作業内容 —
アシストグリップ取付構造についての記事を、最後の文の後から書き進めてください。

記事 —
説明

アシストグリップ取付構造

【課題】車体側部の後部側にピラー骨格部材が車両上下方向に沿って延在している車両において当該ピラー骨格部材の軽量化及び所定の剛性の確保という背反事項を満足させ、又地上から車室床面位置が高い場合であっても乗降性を改善する。
【解決手段】クォーターピラー14のピラー骨格部材としてのルーフサイドアウタパネル20は車両室内側へ向けて開放するハット形断面形状に形成されており、さらに、フランジ部22とフランジ部24との間を車両前後方向に沿って連結する状態でアシストグリップ30が締結固定されている。したがって、大きな荷重作用時において、ルーフサイドアウタパネル20の断面変形が抑制され、車両内方側及び外方側に倒れ込むことが防止される。これにより、車両10が走行中にレーンチェンジする際のRr廻り収束性(操縦安定性能)、車室内こもり音(NV性能)、耐久強度のレベル向上を図ることができる。

【発明の詳細な説明】
【技術分野】
【0001】
本発明は、自動車等の車両に適用される乗員把持用のアシストグリップ取付構造に関する。
【背景技術】
【0002】
自動車等の車両においては、乗員の乗降性を向上させるために、乗員把持用のアシストグリップを備えたものが提案されている(例えば、特許文献1、特許文献2参照)。
【0003】
前記特許文献1に示されたアシストグリップでは、当該アシストグリップをセンターピラーに取り付ける構成であり、一方、前記特許文献2に示されたアシストグリップでは、当該アシストグリップをルーフサイドインナパネルに取り付ける構成であり、何れのものも乗員は必要に応じて当該アシストグリップを把持して乗降することができ、乗降性が大幅に向上する。
【0004】
ところで、自動車等の車両のうち近年では「3列座席」を備えたもの(例えば、SUV等)がある。この種の「3列座席」を備えたSUV等の車両は、一般的に地上から車室床面位置が高く、このため、身長の低い乗員(例えば、女性や子供)にとっては乗降し難いものとなっていた。

表示中の記録 —
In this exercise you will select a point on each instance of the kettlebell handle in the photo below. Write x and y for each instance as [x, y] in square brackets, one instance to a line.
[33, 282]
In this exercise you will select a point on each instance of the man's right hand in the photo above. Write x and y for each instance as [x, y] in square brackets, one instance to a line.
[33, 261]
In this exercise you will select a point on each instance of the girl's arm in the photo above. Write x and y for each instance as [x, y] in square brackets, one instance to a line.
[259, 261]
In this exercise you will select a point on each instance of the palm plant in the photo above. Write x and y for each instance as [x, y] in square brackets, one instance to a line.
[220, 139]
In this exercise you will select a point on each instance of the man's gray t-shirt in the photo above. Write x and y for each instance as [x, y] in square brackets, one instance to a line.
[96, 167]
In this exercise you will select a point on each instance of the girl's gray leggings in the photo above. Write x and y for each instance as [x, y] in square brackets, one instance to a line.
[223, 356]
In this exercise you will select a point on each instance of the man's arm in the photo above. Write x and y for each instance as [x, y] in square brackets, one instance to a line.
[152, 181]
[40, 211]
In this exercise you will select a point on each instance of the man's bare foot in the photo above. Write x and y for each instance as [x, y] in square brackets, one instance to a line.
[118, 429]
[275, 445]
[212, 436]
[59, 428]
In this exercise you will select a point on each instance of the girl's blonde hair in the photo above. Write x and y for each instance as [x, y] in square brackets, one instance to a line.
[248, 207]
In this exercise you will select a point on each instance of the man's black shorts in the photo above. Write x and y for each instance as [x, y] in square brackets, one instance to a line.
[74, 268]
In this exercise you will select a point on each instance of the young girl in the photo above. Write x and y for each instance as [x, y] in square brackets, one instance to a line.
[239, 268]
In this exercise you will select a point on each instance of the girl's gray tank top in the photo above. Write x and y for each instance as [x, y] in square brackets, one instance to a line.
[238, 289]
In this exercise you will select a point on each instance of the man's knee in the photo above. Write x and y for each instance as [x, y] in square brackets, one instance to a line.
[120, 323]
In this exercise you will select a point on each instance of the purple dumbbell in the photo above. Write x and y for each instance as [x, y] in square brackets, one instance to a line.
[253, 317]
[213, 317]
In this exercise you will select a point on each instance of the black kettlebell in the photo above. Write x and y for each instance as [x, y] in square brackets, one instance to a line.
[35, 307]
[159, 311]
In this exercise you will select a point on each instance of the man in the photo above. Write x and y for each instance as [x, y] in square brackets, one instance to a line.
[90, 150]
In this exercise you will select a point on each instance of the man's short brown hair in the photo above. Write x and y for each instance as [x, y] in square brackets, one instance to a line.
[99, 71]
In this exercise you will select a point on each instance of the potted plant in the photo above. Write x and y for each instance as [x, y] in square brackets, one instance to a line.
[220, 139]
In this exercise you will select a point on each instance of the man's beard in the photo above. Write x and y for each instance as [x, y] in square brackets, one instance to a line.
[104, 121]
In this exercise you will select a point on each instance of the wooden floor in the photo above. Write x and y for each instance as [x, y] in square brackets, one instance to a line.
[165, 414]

回答 —
【0005】
この場合、乗員の乗降性を改善するために、前記特許文献1に示されたアシストグリップを前述の如き「3列座席」を備えた例えば前記SUV等の車両に適用しても、当該アシストグリップをセンターピラーの座席に近い部分(2列目座席の前方)に取り付ける構成であるため、3列目の座席に乗降する乗員にとっては当該アシストグリップが乗降性に寄与せず、乗降性は改善されなかった。また、前記特許文献2に示されたアシストグリップでは、当該アシストグリップをルーフサイドインナパネルに取り付ける構成であるため(すなわち、車体の上部位置に設けられた構成であるため)、同様に、身長の低い乗員にとっての乗降性は依然として改善されず、このための対策が求められていた。
【0006】
一方、このような「3列座席」を備えた前記SUV等の車両では、車体側部の後部側にピラー骨格部材(所謂、クォーターピラーのパネル材)が車両上下方向に沿って延在している。このピラー骨格部材は、車両室内側へ向けて開放するハット形断面形状に形成されると共に、その下端部がホイールハウスに接合された構成となっており、所定の剛性を確保している。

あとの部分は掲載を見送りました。